• _What needs to be done_
From the listing below, return each line that contains the word "dump".

• _Material for this task_
════

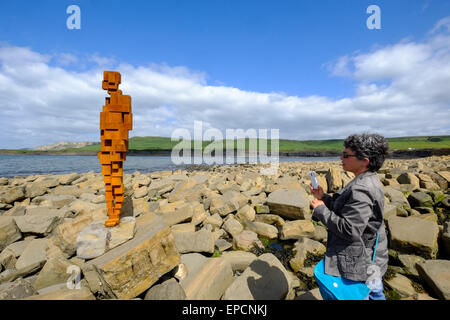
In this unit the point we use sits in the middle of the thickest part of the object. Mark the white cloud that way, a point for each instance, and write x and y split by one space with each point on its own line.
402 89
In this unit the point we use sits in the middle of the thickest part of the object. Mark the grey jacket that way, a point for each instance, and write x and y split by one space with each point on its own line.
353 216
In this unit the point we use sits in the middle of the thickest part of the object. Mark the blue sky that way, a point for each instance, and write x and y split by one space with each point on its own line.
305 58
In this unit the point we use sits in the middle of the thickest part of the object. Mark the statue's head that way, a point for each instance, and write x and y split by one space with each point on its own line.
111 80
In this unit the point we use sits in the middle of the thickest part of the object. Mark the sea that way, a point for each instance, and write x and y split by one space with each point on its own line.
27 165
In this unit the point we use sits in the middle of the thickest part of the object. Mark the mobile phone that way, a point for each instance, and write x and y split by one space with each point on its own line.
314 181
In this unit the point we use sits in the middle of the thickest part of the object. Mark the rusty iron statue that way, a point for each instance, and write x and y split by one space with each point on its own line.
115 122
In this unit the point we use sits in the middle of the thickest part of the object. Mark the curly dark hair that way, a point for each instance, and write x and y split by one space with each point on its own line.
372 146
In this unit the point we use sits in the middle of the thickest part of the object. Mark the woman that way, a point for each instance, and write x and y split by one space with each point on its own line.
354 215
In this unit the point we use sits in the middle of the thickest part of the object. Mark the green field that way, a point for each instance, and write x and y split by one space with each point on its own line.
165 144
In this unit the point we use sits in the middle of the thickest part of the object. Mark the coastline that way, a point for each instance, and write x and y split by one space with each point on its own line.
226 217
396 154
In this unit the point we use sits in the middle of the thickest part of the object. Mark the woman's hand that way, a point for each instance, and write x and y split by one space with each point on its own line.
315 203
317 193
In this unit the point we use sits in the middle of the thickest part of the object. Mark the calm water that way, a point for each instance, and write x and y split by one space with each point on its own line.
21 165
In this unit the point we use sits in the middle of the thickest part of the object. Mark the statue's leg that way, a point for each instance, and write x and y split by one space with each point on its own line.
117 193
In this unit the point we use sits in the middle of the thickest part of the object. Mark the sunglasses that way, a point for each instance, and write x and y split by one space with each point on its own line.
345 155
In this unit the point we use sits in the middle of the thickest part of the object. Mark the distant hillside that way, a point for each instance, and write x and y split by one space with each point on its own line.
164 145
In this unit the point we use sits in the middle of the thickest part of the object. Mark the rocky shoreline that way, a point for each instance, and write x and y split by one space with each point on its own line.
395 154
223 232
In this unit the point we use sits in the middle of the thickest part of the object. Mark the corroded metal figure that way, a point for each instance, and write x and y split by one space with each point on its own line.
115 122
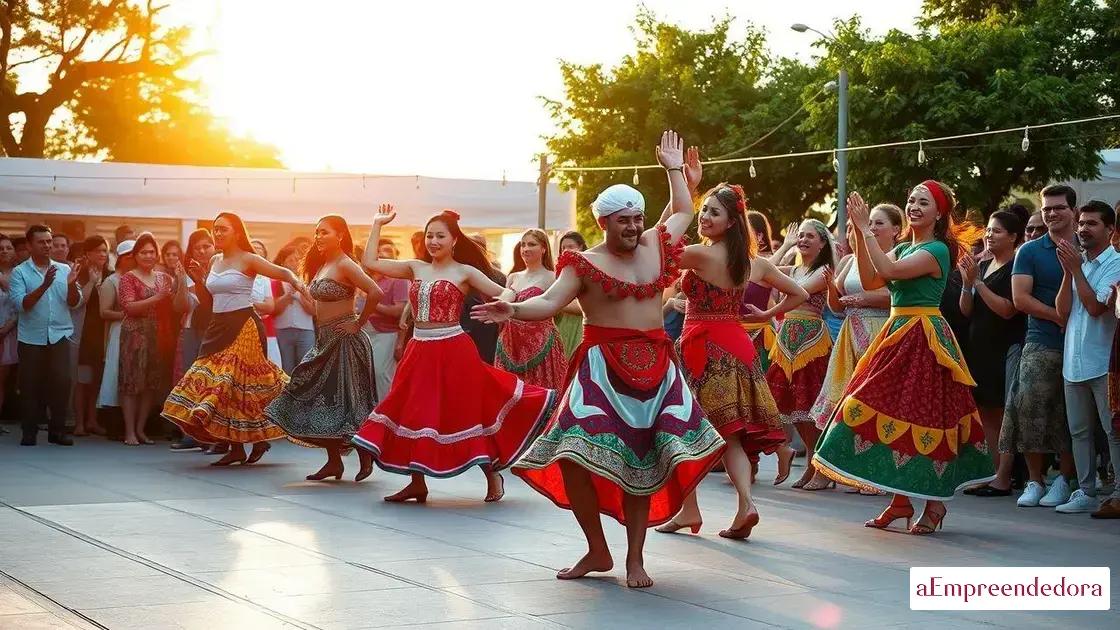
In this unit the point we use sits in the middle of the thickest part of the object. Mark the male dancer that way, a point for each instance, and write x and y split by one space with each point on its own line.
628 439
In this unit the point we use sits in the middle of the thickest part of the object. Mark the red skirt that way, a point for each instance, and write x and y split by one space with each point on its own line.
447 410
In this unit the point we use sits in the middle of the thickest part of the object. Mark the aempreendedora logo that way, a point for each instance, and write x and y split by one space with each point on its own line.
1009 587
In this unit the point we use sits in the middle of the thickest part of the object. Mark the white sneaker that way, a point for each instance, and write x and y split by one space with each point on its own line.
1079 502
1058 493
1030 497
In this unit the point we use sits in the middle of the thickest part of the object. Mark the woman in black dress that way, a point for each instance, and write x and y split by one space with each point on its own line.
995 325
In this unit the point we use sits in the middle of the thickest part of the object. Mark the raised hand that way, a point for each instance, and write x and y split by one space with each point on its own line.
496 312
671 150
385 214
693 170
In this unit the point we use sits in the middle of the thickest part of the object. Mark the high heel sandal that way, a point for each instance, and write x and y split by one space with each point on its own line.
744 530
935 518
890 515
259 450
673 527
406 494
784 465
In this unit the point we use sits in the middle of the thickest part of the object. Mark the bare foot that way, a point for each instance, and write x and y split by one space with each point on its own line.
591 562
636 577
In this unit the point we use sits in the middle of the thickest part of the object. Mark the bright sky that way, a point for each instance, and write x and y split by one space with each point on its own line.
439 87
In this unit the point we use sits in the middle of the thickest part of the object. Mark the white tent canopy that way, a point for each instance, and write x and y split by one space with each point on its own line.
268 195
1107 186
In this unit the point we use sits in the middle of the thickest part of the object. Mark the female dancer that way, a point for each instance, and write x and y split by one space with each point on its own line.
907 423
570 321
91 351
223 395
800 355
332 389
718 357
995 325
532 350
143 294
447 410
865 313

════

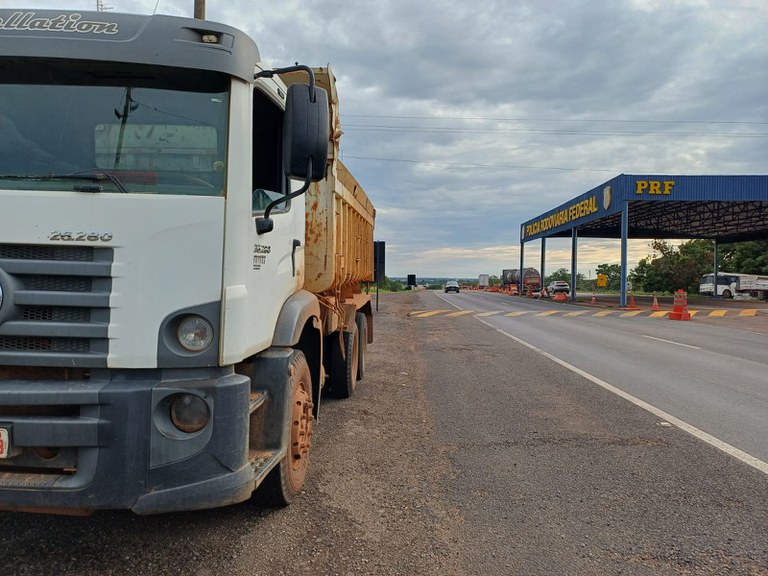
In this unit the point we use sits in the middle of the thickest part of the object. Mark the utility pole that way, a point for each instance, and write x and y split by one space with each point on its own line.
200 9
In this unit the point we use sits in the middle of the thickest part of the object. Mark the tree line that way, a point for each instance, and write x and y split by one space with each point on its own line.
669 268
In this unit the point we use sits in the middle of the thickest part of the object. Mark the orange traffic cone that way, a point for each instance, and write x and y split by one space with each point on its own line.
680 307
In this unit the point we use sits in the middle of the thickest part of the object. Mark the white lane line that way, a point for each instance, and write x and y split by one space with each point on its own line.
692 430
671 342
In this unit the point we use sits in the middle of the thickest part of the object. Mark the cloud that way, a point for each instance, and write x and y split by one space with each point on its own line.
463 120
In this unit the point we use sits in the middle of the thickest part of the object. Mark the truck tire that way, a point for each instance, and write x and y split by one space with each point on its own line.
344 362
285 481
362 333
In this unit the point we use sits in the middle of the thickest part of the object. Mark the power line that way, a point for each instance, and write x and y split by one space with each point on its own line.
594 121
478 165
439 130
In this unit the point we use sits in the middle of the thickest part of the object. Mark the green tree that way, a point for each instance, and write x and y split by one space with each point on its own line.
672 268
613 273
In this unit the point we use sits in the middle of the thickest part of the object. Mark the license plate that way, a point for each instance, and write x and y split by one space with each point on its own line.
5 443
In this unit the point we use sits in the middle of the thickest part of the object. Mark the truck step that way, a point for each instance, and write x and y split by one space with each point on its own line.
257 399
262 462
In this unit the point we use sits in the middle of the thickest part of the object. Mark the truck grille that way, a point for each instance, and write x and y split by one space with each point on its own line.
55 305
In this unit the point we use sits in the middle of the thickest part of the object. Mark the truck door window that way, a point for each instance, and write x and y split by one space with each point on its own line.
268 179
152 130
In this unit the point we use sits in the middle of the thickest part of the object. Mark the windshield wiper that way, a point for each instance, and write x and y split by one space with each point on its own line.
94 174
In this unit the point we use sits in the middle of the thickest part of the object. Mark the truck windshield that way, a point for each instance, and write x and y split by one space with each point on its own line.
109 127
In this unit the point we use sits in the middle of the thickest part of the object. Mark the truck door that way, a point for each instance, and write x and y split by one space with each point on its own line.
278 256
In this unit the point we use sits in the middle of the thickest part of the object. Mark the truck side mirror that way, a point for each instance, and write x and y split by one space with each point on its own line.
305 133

════

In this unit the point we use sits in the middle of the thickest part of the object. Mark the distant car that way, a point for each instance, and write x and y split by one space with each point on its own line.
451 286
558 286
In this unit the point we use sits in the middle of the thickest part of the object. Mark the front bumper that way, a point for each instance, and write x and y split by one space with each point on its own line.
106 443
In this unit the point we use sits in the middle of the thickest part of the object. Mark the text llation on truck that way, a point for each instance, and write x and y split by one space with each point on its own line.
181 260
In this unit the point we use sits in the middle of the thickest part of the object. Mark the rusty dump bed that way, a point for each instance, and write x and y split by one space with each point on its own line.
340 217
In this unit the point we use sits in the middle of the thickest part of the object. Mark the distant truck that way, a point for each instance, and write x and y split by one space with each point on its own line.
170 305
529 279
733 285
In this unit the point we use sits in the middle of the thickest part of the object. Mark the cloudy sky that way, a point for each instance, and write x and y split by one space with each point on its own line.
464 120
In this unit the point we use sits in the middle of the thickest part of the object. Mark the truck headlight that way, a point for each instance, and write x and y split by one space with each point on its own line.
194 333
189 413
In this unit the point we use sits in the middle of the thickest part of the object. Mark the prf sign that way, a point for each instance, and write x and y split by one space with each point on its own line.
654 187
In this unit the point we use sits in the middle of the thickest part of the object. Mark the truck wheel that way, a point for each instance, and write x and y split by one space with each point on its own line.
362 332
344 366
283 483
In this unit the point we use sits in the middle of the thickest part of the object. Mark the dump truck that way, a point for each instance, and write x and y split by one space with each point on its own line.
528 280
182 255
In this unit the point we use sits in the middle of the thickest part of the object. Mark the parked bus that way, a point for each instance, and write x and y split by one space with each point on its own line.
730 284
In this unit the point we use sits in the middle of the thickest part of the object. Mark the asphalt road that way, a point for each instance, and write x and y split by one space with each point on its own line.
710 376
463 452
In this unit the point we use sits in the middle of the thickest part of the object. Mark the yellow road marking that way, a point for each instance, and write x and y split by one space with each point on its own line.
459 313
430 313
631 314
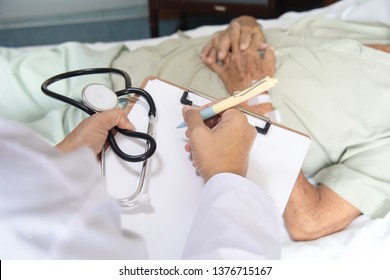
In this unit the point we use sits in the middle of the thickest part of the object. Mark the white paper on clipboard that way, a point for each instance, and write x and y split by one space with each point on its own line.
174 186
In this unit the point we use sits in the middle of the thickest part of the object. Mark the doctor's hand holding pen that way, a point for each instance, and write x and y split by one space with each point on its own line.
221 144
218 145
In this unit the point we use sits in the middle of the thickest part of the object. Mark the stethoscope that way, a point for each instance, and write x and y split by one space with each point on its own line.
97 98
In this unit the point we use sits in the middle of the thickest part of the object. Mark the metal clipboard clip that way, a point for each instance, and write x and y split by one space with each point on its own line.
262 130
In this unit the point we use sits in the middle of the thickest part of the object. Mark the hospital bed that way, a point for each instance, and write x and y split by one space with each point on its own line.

════

• _Correct response_
In this unit the point we use sits in the middle of the thickest part of the object. Mark the rusty dump bed that way, a point for each instance, and write x and y split by one space with each point on its own line.
In this unit the point we use sits in the middle of the thickest part of the object. Mark the dump truck that way, a point for each instance, and write x and y split by one space with each point on its own line.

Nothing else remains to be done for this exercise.